▸ Goal of the exercise
Pick out every line of the rows that contains the word "wall", and copy each one. Case counts.
+---+
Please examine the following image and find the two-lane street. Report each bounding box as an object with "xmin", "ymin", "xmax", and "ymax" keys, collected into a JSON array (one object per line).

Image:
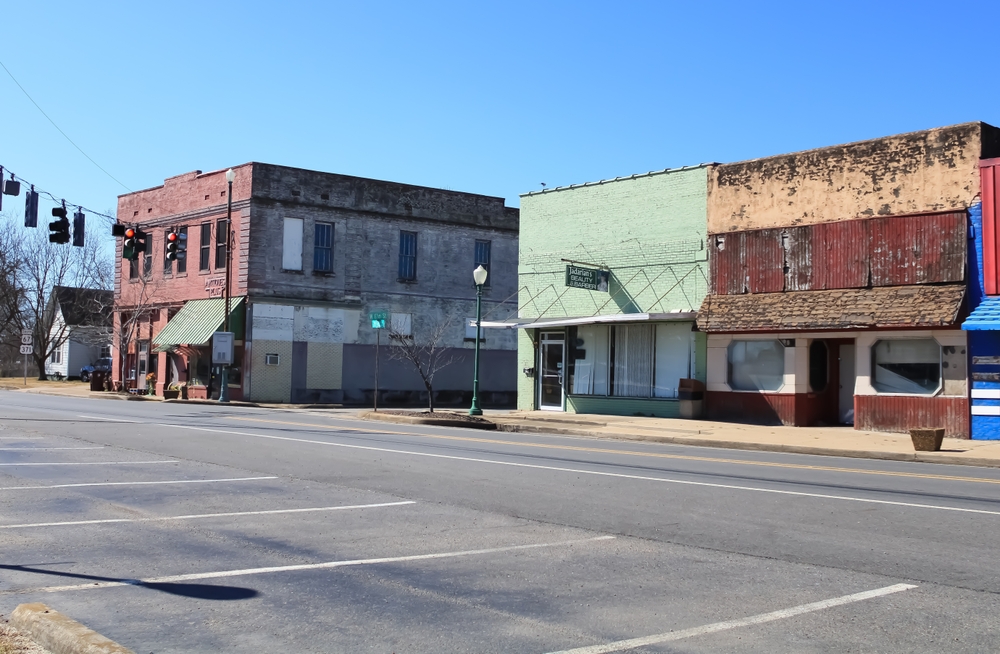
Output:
[{"xmin": 0, "ymin": 392, "xmax": 1000, "ymax": 653}]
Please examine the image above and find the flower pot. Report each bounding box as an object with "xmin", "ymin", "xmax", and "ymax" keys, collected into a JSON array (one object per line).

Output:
[{"xmin": 910, "ymin": 427, "xmax": 944, "ymax": 452}]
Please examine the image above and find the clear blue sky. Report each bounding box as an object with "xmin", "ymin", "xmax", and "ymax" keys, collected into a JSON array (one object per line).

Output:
[{"xmin": 0, "ymin": 0, "xmax": 1000, "ymax": 223}]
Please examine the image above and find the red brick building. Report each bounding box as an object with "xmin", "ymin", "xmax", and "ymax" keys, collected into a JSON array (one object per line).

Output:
[{"xmin": 113, "ymin": 163, "xmax": 518, "ymax": 405}]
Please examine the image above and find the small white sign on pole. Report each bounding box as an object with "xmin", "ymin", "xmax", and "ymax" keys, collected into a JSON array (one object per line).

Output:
[{"xmin": 212, "ymin": 332, "xmax": 234, "ymax": 366}]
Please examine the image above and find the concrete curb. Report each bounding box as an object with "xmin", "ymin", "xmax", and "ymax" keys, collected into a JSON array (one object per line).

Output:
[
  {"xmin": 497, "ymin": 422, "xmax": 1000, "ymax": 468},
  {"xmin": 10, "ymin": 602, "xmax": 135, "ymax": 654},
  {"xmin": 357, "ymin": 411, "xmax": 497, "ymax": 429}
]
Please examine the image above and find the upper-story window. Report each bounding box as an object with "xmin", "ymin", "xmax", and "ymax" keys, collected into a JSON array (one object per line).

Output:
[
  {"xmin": 472, "ymin": 241, "xmax": 490, "ymax": 286},
  {"xmin": 313, "ymin": 223, "xmax": 333, "ymax": 272},
  {"xmin": 198, "ymin": 223, "xmax": 212, "ymax": 270},
  {"xmin": 399, "ymin": 232, "xmax": 417, "ymax": 281},
  {"xmin": 215, "ymin": 220, "xmax": 229, "ymax": 269}
]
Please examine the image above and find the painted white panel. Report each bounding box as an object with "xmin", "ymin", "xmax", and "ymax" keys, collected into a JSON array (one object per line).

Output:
[
  {"xmin": 389, "ymin": 311, "xmax": 413, "ymax": 336},
  {"xmin": 252, "ymin": 303, "xmax": 295, "ymax": 341},
  {"xmin": 281, "ymin": 218, "xmax": 302, "ymax": 270},
  {"xmin": 653, "ymin": 322, "xmax": 691, "ymax": 397}
]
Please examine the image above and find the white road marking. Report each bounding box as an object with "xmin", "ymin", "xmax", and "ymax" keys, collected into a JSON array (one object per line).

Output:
[
  {"xmin": 0, "ymin": 477, "xmax": 277, "ymax": 491},
  {"xmin": 0, "ymin": 500, "xmax": 416, "ymax": 529},
  {"xmin": 125, "ymin": 423, "xmax": 1000, "ymax": 516},
  {"xmin": 0, "ymin": 459, "xmax": 180, "ymax": 466},
  {"xmin": 0, "ymin": 536, "xmax": 615, "ymax": 595},
  {"xmin": 0, "ymin": 445, "xmax": 104, "ymax": 452},
  {"xmin": 550, "ymin": 584, "xmax": 916, "ymax": 654}
]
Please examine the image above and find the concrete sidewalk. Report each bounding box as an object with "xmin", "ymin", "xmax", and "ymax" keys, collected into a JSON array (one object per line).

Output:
[
  {"xmin": 11, "ymin": 382, "xmax": 1000, "ymax": 467},
  {"xmin": 488, "ymin": 411, "xmax": 1000, "ymax": 467}
]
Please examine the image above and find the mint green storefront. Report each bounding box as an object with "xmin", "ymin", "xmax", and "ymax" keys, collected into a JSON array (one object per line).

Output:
[{"xmin": 487, "ymin": 165, "xmax": 708, "ymax": 417}]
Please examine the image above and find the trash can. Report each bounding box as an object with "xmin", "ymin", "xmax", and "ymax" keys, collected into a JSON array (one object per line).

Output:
[
  {"xmin": 677, "ymin": 379, "xmax": 705, "ymax": 420},
  {"xmin": 90, "ymin": 370, "xmax": 108, "ymax": 391}
]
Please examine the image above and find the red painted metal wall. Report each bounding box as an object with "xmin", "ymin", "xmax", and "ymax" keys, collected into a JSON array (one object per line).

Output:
[
  {"xmin": 979, "ymin": 159, "xmax": 1000, "ymax": 295},
  {"xmin": 709, "ymin": 211, "xmax": 964, "ymax": 295},
  {"xmin": 854, "ymin": 395, "xmax": 969, "ymax": 438},
  {"xmin": 705, "ymin": 391, "xmax": 795, "ymax": 425}
]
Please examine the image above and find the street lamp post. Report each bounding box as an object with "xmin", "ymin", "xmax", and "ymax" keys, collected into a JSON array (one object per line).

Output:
[
  {"xmin": 469, "ymin": 266, "xmax": 489, "ymax": 416},
  {"xmin": 219, "ymin": 168, "xmax": 236, "ymax": 402}
]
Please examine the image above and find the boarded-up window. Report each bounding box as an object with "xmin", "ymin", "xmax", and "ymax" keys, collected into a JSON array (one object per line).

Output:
[{"xmin": 281, "ymin": 218, "xmax": 302, "ymax": 270}]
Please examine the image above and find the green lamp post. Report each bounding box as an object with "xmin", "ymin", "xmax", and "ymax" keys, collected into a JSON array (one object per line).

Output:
[{"xmin": 469, "ymin": 266, "xmax": 489, "ymax": 416}]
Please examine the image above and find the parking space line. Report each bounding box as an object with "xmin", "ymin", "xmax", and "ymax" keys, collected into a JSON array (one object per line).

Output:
[
  {"xmin": 550, "ymin": 584, "xmax": 916, "ymax": 654},
  {"xmin": 0, "ymin": 500, "xmax": 416, "ymax": 529},
  {"xmin": 0, "ymin": 536, "xmax": 616, "ymax": 595},
  {"xmin": 0, "ymin": 445, "xmax": 104, "ymax": 452},
  {"xmin": 0, "ymin": 459, "xmax": 180, "ymax": 466},
  {"xmin": 0, "ymin": 477, "xmax": 278, "ymax": 491}
]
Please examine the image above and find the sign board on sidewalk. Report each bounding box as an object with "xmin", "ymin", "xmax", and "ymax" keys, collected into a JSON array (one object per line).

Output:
[
  {"xmin": 566, "ymin": 265, "xmax": 608, "ymax": 293},
  {"xmin": 212, "ymin": 332, "xmax": 233, "ymax": 366}
]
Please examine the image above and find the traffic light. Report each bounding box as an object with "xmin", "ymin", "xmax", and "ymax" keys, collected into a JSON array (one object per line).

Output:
[
  {"xmin": 167, "ymin": 230, "xmax": 181, "ymax": 261},
  {"xmin": 73, "ymin": 211, "xmax": 86, "ymax": 248},
  {"xmin": 122, "ymin": 227, "xmax": 146, "ymax": 261},
  {"xmin": 49, "ymin": 207, "xmax": 69, "ymax": 244}
]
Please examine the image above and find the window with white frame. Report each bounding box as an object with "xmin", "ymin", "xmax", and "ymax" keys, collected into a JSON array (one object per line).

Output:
[
  {"xmin": 872, "ymin": 338, "xmax": 941, "ymax": 395},
  {"xmin": 569, "ymin": 322, "xmax": 691, "ymax": 398},
  {"xmin": 313, "ymin": 223, "xmax": 333, "ymax": 272},
  {"xmin": 728, "ymin": 340, "xmax": 785, "ymax": 391}
]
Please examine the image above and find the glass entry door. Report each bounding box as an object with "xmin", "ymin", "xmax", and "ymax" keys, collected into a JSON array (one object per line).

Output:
[{"xmin": 538, "ymin": 331, "xmax": 565, "ymax": 411}]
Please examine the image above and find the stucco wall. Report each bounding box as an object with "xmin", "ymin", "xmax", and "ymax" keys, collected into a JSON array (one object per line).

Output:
[{"xmin": 708, "ymin": 122, "xmax": 1000, "ymax": 234}]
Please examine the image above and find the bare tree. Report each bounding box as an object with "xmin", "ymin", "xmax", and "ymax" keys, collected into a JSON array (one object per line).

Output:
[
  {"xmin": 389, "ymin": 315, "xmax": 463, "ymax": 413},
  {"xmin": 0, "ymin": 216, "xmax": 109, "ymax": 379},
  {"xmin": 110, "ymin": 270, "xmax": 162, "ymax": 388}
]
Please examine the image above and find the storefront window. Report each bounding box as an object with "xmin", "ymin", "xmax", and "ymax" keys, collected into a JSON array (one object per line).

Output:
[
  {"xmin": 872, "ymin": 338, "xmax": 941, "ymax": 395},
  {"xmin": 570, "ymin": 325, "xmax": 609, "ymax": 395},
  {"xmin": 729, "ymin": 341, "xmax": 785, "ymax": 391}
]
+---+
▸ Solution for this task
Please examine the image above and find the red painted metal wall. Report each bounding box as an object with "xmin", "ymin", "xmax", and "ymax" keys, collected into a JSON array (one object per line).
Please examine the image above and find the stucco wall. Report each bounding box as an object with "xmin", "ymin", "xmax", and "ymax" keys, collected into a JSON array (one object per line).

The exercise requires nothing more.